▶ _WHAT TO WORK ON_
Repeat word for word the line with "TARGET = scaly skin" and every line after it until the records below run out.

*** GIVEN ENTRIES

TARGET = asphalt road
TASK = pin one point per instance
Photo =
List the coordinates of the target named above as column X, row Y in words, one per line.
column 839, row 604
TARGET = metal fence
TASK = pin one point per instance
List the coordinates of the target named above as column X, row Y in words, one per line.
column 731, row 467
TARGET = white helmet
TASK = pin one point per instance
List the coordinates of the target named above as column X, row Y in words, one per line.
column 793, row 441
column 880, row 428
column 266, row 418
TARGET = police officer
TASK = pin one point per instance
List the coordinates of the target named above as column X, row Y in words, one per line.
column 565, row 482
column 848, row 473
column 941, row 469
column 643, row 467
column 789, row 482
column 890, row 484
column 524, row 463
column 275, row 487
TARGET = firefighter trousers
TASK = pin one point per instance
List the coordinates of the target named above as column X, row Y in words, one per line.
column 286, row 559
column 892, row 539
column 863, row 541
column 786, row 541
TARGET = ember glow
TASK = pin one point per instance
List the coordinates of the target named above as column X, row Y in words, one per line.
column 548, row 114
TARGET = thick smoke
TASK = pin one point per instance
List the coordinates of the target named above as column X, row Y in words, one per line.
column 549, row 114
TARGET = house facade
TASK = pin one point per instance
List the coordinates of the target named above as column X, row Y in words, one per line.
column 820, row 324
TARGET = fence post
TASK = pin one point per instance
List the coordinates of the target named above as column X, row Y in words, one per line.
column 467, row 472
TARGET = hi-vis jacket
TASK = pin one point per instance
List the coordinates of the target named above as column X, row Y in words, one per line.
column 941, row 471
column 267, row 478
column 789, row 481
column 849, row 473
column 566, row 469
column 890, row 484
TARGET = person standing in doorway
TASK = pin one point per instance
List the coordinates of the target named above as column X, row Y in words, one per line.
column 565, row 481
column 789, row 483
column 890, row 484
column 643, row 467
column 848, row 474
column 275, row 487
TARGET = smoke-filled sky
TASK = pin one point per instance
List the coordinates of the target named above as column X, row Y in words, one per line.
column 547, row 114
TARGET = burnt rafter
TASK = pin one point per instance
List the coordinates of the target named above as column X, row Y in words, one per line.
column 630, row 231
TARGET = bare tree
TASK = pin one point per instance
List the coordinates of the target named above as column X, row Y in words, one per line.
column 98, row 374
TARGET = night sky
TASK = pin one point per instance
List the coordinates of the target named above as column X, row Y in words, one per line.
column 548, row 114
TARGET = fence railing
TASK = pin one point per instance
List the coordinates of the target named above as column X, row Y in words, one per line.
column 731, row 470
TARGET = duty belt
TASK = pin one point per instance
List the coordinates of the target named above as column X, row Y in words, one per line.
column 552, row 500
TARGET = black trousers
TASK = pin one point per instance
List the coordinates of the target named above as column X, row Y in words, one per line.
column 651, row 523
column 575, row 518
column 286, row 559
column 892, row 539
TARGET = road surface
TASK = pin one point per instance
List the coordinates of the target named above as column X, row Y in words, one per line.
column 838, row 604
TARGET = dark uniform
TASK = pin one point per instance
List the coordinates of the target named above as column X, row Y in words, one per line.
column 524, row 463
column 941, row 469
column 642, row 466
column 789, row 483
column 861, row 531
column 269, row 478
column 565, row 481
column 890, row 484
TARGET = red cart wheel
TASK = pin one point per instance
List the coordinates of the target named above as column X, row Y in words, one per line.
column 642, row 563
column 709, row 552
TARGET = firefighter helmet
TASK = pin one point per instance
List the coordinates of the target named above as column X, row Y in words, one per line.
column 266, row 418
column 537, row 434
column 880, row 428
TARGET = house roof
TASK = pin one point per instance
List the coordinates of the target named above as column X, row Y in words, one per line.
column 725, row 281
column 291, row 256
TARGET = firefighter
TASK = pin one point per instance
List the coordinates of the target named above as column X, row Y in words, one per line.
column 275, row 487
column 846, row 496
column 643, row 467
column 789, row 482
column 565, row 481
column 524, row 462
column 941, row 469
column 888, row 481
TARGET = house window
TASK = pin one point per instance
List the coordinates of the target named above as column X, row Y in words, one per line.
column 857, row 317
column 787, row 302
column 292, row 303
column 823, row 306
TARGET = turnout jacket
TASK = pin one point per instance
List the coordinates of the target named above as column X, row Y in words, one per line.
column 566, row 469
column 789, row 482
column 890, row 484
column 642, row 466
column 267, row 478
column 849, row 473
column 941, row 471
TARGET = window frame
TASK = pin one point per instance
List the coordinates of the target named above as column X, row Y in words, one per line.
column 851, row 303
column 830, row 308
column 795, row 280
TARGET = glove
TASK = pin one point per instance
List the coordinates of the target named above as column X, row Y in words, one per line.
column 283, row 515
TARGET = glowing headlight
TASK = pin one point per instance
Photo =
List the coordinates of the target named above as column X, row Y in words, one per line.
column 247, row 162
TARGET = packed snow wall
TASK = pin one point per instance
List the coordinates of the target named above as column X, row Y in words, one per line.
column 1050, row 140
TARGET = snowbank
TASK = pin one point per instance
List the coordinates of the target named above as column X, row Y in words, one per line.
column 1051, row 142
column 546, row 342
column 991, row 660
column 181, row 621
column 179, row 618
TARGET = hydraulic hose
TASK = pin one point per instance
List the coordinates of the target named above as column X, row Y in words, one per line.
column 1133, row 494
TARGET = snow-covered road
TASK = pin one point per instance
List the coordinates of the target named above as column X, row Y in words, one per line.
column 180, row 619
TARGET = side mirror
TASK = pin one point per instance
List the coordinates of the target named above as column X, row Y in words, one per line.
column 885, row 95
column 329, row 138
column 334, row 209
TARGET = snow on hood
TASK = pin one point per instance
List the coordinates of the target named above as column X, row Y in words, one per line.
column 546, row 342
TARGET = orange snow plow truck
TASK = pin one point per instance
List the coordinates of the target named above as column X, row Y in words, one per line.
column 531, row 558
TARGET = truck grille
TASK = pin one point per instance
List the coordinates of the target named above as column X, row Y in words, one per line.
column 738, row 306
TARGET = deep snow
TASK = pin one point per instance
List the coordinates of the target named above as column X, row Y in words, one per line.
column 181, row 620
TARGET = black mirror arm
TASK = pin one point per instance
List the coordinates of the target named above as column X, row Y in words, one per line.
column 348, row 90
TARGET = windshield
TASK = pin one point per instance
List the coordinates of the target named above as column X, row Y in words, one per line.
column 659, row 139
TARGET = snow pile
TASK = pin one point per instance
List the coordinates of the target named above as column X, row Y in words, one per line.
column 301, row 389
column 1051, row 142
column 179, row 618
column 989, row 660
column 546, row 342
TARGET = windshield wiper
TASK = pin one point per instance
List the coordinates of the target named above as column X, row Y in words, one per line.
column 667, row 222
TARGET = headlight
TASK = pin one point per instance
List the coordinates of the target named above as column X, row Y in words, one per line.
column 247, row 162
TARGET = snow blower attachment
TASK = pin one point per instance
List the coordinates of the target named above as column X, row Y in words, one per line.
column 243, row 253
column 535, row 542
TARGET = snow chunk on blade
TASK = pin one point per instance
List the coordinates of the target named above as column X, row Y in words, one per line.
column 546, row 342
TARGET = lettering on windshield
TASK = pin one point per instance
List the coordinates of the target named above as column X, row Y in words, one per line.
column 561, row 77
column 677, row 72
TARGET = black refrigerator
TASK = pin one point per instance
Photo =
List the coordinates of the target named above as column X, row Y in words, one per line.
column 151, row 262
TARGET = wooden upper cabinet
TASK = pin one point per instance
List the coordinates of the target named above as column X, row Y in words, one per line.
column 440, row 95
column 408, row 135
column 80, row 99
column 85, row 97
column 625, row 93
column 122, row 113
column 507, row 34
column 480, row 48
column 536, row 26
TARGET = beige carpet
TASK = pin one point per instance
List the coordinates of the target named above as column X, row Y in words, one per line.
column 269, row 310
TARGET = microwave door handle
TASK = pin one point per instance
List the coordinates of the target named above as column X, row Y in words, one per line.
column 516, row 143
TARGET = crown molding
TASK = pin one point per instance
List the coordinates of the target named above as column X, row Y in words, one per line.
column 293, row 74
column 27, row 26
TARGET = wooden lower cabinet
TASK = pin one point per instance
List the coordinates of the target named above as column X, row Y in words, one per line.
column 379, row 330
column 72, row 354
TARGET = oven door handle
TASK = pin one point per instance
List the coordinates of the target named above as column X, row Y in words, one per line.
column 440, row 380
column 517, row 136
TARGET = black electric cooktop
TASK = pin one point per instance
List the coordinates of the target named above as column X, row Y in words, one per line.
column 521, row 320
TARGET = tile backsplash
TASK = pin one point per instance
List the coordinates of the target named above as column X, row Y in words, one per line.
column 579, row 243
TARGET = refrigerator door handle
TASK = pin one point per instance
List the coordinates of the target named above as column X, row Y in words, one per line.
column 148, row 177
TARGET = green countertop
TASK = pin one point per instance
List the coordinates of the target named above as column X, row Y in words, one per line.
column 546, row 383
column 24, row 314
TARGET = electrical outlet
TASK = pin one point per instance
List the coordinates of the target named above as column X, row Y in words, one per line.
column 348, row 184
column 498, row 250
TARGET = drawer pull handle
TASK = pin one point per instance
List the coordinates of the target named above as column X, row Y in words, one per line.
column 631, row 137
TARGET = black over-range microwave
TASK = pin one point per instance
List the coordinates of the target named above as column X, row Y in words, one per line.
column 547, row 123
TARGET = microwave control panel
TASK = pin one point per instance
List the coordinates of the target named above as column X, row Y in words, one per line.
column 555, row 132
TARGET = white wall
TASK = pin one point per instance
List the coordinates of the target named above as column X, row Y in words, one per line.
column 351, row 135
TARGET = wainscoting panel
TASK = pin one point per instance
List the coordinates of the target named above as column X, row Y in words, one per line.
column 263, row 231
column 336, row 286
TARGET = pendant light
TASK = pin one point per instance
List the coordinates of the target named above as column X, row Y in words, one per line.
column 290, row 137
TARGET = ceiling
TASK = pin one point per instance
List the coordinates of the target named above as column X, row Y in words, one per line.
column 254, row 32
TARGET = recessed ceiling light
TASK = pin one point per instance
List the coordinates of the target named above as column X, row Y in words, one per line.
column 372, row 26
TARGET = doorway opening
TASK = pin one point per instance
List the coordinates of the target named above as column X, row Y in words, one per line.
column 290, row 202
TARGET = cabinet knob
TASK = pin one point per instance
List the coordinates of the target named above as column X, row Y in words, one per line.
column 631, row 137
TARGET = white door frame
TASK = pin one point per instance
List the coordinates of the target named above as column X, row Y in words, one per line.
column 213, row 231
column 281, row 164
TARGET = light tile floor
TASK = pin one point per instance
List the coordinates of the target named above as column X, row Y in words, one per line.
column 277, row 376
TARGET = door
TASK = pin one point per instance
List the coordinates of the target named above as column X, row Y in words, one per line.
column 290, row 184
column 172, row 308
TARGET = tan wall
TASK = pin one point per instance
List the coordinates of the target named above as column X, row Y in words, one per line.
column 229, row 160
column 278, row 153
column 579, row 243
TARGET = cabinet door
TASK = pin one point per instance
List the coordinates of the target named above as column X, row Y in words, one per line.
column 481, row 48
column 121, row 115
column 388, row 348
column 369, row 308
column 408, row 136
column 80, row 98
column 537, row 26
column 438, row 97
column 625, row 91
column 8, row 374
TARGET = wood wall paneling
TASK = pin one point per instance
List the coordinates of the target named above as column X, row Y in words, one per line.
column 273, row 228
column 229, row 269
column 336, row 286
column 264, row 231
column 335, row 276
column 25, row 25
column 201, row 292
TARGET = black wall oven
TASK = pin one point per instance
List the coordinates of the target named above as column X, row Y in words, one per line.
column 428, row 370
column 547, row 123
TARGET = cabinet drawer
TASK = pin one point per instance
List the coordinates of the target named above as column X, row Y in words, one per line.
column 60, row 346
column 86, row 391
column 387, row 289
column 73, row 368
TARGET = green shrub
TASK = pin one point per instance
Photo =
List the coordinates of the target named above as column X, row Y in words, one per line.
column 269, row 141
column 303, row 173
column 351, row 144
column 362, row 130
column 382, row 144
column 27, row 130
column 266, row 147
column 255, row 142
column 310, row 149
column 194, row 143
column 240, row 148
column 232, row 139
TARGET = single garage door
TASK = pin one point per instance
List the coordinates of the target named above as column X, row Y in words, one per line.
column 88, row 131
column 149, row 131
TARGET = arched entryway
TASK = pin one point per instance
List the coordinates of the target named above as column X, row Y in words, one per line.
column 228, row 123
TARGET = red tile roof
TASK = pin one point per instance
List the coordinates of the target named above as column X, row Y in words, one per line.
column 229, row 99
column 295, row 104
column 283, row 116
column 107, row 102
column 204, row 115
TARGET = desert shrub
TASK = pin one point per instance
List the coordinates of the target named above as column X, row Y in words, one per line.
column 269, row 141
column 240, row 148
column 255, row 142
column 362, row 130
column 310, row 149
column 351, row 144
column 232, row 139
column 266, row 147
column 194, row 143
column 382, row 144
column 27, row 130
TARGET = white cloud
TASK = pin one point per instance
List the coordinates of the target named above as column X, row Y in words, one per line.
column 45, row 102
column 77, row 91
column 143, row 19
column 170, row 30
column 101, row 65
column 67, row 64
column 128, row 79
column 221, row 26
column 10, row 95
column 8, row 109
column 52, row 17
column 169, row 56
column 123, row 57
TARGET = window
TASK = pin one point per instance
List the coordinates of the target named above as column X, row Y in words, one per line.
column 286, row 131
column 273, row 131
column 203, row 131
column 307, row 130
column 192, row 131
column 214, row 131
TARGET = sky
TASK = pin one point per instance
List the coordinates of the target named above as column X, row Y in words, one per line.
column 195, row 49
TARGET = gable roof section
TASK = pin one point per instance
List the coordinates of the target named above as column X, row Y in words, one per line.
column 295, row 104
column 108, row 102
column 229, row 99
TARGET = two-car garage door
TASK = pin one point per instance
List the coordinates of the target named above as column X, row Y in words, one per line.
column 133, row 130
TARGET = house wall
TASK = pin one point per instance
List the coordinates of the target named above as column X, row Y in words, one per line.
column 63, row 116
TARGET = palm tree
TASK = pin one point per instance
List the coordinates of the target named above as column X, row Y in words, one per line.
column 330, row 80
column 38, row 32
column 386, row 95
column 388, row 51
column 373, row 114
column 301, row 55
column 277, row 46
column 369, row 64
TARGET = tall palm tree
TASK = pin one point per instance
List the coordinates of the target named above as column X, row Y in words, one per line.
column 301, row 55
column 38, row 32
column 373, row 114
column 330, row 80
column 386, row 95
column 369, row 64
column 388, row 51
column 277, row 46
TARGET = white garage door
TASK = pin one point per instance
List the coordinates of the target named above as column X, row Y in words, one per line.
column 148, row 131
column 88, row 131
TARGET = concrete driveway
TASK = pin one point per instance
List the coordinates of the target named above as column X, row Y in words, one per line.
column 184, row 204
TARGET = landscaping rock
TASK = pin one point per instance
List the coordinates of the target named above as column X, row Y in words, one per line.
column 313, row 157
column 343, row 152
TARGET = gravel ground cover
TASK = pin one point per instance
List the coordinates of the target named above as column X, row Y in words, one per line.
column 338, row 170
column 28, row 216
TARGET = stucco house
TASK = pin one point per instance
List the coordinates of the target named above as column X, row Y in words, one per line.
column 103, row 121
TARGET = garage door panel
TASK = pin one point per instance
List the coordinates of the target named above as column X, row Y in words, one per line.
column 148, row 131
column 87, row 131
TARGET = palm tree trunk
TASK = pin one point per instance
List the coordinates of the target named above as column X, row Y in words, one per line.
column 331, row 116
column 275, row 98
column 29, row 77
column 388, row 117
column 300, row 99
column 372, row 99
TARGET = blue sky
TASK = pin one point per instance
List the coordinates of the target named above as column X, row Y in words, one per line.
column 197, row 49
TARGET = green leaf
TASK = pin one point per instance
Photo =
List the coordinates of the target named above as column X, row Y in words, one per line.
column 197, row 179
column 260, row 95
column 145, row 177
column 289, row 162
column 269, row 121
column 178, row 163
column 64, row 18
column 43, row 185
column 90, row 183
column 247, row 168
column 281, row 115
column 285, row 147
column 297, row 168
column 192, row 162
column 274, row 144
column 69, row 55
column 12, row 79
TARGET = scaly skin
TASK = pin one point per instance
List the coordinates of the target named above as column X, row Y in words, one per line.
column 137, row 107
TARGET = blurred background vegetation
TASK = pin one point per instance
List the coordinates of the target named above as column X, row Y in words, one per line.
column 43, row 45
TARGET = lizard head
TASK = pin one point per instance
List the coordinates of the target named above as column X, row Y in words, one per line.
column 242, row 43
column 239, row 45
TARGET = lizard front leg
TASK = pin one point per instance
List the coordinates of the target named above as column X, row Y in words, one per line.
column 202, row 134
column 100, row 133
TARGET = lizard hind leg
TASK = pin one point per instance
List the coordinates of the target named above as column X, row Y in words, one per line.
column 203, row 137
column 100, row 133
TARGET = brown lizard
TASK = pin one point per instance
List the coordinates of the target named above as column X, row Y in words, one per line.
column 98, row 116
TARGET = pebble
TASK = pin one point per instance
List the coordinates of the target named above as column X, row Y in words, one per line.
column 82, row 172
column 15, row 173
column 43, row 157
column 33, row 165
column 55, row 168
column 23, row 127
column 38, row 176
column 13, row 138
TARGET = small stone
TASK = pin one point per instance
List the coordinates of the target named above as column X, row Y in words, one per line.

******

▶ _ANSWER TO THIS PROBLEM_
TARGET = scaly skin
TASK = pin one point per instance
List the coordinates of the target named above as column X, row Y in words, one per line.
column 137, row 107
TARGET = blurred background vegetation
TASK = pin one point per instance
List the coordinates of the target named above as column X, row Y in words, one per line.
column 43, row 45
TARGET = lizard head
TASK = pin one point per instance
List the coordinates of the target named above as column X, row Y in words, one per line.
column 242, row 43
column 239, row 45
TARGET = lizard front leg
TASK = pin one point per instance
List the coordinates of the target named above as column X, row Y in words, one per line.
column 202, row 134
column 100, row 133
TARGET = lizard hind leg
TASK = pin one point per instance
List the coordinates of the target named above as column X, row Y in words, one per line.
column 203, row 137
column 100, row 133
TARGET = brown lizard
TASK = pin one point per instance
List the coordinates of the target named above as column X, row Y in words, one per line.
column 98, row 116
TARGET = pebble
TASK = pin one point per instance
List the coordinates of the target named above as column X, row Y in words, one per line.
column 82, row 172
column 15, row 173
column 43, row 157
column 33, row 165
column 55, row 168
column 23, row 127
column 38, row 176
column 13, row 138
TARGET = small stone
TASK = pin one point per instance
List the coordinates of the target named above as column X, row Y in words, one per line.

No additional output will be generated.